**Listed records**
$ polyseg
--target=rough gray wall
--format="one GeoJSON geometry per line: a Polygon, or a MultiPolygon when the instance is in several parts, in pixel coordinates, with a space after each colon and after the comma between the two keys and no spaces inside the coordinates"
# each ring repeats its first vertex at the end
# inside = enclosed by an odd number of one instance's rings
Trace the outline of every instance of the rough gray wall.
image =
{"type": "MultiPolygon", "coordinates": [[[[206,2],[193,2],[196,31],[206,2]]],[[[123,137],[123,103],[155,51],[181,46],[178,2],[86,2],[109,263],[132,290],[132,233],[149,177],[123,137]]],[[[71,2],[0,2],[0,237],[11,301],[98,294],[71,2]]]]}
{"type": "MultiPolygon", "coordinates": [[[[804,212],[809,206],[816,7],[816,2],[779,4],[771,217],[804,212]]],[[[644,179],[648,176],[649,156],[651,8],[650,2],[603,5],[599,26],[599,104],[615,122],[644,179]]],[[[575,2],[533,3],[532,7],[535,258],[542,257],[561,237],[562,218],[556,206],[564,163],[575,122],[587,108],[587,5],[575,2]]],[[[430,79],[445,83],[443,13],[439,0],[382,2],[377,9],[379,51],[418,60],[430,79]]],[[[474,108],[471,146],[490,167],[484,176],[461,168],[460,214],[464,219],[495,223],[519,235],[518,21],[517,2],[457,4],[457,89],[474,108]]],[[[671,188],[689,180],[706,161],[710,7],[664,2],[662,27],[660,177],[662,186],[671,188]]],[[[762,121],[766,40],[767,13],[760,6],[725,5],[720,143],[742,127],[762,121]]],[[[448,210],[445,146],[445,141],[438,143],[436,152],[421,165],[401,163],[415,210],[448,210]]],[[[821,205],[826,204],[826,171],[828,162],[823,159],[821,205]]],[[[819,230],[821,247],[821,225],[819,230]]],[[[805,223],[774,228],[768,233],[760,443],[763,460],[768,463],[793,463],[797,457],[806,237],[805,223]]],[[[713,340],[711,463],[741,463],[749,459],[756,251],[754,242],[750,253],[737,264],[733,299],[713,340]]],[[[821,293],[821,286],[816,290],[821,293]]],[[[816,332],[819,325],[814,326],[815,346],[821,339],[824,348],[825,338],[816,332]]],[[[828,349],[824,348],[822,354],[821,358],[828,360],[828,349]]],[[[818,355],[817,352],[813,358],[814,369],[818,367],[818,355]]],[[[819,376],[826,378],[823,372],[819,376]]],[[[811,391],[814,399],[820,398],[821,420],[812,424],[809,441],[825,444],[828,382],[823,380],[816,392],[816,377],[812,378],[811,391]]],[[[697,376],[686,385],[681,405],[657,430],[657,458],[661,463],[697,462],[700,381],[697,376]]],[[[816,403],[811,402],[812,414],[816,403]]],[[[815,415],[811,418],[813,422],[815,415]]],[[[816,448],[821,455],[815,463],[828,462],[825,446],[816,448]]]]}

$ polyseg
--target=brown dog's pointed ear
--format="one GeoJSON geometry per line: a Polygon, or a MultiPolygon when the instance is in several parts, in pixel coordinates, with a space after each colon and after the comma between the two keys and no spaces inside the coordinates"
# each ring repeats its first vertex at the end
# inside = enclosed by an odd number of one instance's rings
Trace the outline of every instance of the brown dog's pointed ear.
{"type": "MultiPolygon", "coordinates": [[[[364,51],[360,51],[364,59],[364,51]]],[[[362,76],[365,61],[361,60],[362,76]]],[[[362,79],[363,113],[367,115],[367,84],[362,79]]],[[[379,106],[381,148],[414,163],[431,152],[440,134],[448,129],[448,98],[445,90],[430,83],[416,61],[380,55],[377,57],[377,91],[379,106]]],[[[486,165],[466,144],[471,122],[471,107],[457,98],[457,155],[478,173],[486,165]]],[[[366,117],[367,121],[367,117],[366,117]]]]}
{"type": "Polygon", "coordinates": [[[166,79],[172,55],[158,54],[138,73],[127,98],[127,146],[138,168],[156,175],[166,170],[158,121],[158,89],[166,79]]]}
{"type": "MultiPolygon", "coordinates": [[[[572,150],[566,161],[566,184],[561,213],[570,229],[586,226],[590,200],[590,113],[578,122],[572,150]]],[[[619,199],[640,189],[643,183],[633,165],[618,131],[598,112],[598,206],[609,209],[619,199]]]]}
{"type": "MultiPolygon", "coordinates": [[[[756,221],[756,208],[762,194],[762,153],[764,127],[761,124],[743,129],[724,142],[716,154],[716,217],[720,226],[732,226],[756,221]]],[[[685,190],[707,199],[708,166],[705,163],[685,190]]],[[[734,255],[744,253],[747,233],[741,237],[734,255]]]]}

**Given exercise**
Print every record exactly as it was given.

**Reply**
$ polyseg
--target=rough gray wall
--format="one GeoJSON geometry per line: a Polygon, or a MultiPolygon when the instance is in several parts, in pixel coordinates, with a space after each colon and after the comma between the two keys and no spaces inside the coordinates"
# each ring repeats its first vertex at the end
# inside = enclosed by an odd number of one instance's rings
Trace the outline of every instance of the rough gray wall.
image =
{"type": "MultiPolygon", "coordinates": [[[[206,2],[193,2],[196,31],[206,2]]],[[[123,137],[123,103],[155,51],[181,46],[178,2],[86,2],[109,263],[132,290],[132,233],[149,177],[123,137]]],[[[71,2],[0,2],[0,237],[11,301],[98,294],[71,2]]]]}
{"type": "MultiPolygon", "coordinates": [[[[804,212],[809,206],[816,7],[816,2],[779,4],[771,217],[804,212]]],[[[644,179],[648,176],[649,156],[651,8],[650,2],[603,5],[599,26],[599,104],[615,122],[644,179]]],[[[575,2],[533,3],[532,7],[535,258],[542,257],[561,237],[562,218],[556,206],[564,163],[575,122],[587,108],[587,5],[575,2]]],[[[430,79],[445,83],[443,13],[439,0],[382,2],[377,9],[379,51],[418,60],[430,79]]],[[[474,108],[471,146],[490,167],[484,176],[461,168],[460,214],[464,219],[495,223],[519,235],[518,21],[517,2],[457,4],[457,89],[474,108]]],[[[671,188],[689,180],[706,161],[710,7],[664,2],[662,27],[660,177],[662,186],[671,188]]],[[[762,121],[766,40],[767,13],[760,6],[725,5],[720,143],[742,127],[762,121]]],[[[448,210],[445,146],[445,141],[438,143],[436,152],[421,165],[401,163],[415,210],[448,210]]],[[[821,205],[826,204],[826,171],[828,162],[823,159],[821,205]]],[[[819,230],[821,247],[821,225],[819,230]]],[[[805,223],[774,228],[768,233],[760,443],[763,460],[768,463],[793,463],[797,457],[806,237],[805,223]]],[[[713,340],[711,463],[741,463],[749,459],[756,251],[754,242],[750,253],[737,264],[733,299],[713,340]]],[[[821,293],[821,286],[816,290],[821,293]]],[[[816,332],[819,325],[814,326],[815,346],[821,339],[824,348],[825,338],[816,332]]],[[[828,349],[824,348],[822,354],[821,358],[828,360],[828,349]]],[[[818,355],[817,352],[813,358],[814,369],[818,367],[818,355]]],[[[819,376],[826,378],[823,372],[819,376]]],[[[811,391],[814,399],[820,398],[821,420],[812,424],[809,441],[825,444],[828,382],[823,380],[816,392],[816,377],[812,378],[811,391]]],[[[697,376],[686,385],[681,405],[657,430],[657,458],[661,463],[697,462],[700,381],[697,376]]],[[[816,403],[811,402],[812,414],[816,403]]],[[[815,415],[811,418],[813,422],[815,415]]],[[[816,448],[821,455],[815,463],[828,462],[825,446],[816,448]]]]}

$ polyseg
--target=brown dog's pointed ear
--format="one GeoJSON geometry per line: a Polygon, or a MultiPolygon when the instance is in several parts, in pixel coordinates, with a space after each colon and after the comma between the two keys and no spaces inside the coordinates"
# each ring repeats its first vertex at the end
# inside = enclosed by an odd number of one instance's rings
Trace the outline of every instance of the brown dog's pointed ear.
{"type": "MultiPolygon", "coordinates": [[[[364,51],[360,51],[364,59],[364,51]]],[[[362,76],[365,61],[361,60],[362,76]]],[[[362,79],[363,113],[367,115],[367,84],[362,79]]],[[[379,106],[381,148],[414,163],[431,152],[440,134],[448,129],[448,98],[445,90],[430,83],[416,61],[380,55],[377,57],[377,91],[379,106]]],[[[486,165],[466,144],[471,122],[471,107],[457,98],[457,155],[478,173],[486,165]]],[[[366,117],[367,121],[367,117],[366,117]]]]}
{"type": "Polygon", "coordinates": [[[166,79],[172,55],[158,54],[138,73],[127,98],[127,146],[138,168],[156,175],[166,170],[158,121],[158,89],[166,79]]]}
{"type": "MultiPolygon", "coordinates": [[[[572,150],[566,161],[566,184],[561,213],[570,229],[586,226],[590,200],[590,113],[578,122],[572,150]]],[[[619,199],[640,189],[643,183],[633,165],[618,131],[598,112],[598,206],[609,209],[619,199]]]]}
{"type": "MultiPolygon", "coordinates": [[[[756,221],[756,208],[762,194],[762,153],[764,127],[761,124],[743,129],[724,142],[716,154],[716,217],[720,226],[732,226],[756,221]]],[[[685,190],[707,199],[708,166],[705,163],[685,190]]],[[[734,255],[744,253],[747,233],[741,237],[734,255]]]]}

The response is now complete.